MATERIAL FOR THIS TASK –
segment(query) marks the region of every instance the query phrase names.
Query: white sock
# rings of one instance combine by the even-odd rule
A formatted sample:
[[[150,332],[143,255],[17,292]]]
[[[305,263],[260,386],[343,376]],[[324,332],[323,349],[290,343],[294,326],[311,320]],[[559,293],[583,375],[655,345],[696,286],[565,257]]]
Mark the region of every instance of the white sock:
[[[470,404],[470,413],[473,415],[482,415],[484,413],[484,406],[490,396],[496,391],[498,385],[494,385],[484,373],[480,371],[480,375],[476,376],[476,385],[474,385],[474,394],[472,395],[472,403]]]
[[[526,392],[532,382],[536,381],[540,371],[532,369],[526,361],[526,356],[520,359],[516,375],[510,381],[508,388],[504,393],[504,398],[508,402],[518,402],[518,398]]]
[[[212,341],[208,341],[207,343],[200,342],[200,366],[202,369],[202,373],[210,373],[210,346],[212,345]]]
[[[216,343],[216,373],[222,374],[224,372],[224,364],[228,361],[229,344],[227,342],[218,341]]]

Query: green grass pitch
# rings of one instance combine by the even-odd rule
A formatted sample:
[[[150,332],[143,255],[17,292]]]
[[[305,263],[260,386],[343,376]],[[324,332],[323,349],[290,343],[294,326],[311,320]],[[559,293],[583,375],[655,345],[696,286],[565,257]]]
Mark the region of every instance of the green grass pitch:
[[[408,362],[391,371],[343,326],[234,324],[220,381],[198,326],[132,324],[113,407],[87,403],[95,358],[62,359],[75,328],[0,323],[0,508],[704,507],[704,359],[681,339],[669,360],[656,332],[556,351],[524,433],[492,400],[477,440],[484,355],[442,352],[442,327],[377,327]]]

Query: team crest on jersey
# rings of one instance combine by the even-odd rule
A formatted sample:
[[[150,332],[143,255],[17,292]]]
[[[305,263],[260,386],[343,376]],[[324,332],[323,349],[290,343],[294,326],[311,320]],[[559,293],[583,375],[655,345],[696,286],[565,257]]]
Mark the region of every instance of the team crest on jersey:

EXERCISE INSTRUCTIONS – Please copy out all of the records above, changing "region" to "area" wherever it appears and keeping everything else the same.

ANSWER IN FULL –
segment(query) marks the area of every instance the query phrase names.
Query: white sock
# rings of one instance combine by the even-odd rule
A formatted sample:
[[[150,332],[143,255],[17,292]]]
[[[305,263],[260,386],[343,376]],[[324,332],[323,349],[290,343],[294,326],[311,320]],[[559,293],[583,375],[655,345],[696,286],[565,257]]]
Mark the area of every instance of the white sock:
[[[470,404],[470,413],[473,415],[482,415],[484,413],[484,406],[490,396],[496,391],[498,385],[494,385],[484,373],[480,371],[480,375],[476,376],[476,385],[474,385],[474,394],[472,395],[472,403]]]
[[[526,392],[532,382],[536,381],[540,371],[532,369],[526,361],[526,356],[520,359],[516,375],[510,381],[508,388],[504,393],[504,398],[508,402],[518,402],[518,398]]]
[[[212,341],[208,341],[207,343],[200,342],[200,366],[202,369],[202,373],[210,373],[210,346],[212,345]]]
[[[216,343],[216,373],[222,374],[224,372],[224,364],[228,361],[229,344],[227,342],[218,341]]]

Query: green grass pitch
# rings of one instance combine by the even-odd rule
A formatted sample:
[[[150,332],[143,255],[17,292]]]
[[[305,263],[260,386],[343,376]],[[324,332],[323,349],[290,343],[294,326],[311,320]],[[559,293],[583,375],[655,345],[696,286],[565,257]]]
Mark the area of every instance of the green grass pitch:
[[[408,362],[391,371],[343,326],[234,324],[220,381],[198,326],[132,324],[113,407],[87,403],[95,358],[62,359],[75,328],[0,323],[0,508],[704,507],[704,359],[681,339],[669,360],[656,332],[556,351],[524,433],[492,400],[477,440],[484,355],[442,352],[442,327],[377,327]]]

Query: team crest on jersey
# rings of one instance combine by the even-odd rule
A formatted sample:
[[[150,332],[143,255],[17,292]]]
[[[305,263],[260,386],[343,376]],[[324,332],[323,349],[290,343],[294,326],[311,320]],[[559,293],[583,375],[655,345],[696,286],[565,257]]]
Mark the area of every instance of the team crest on jersey:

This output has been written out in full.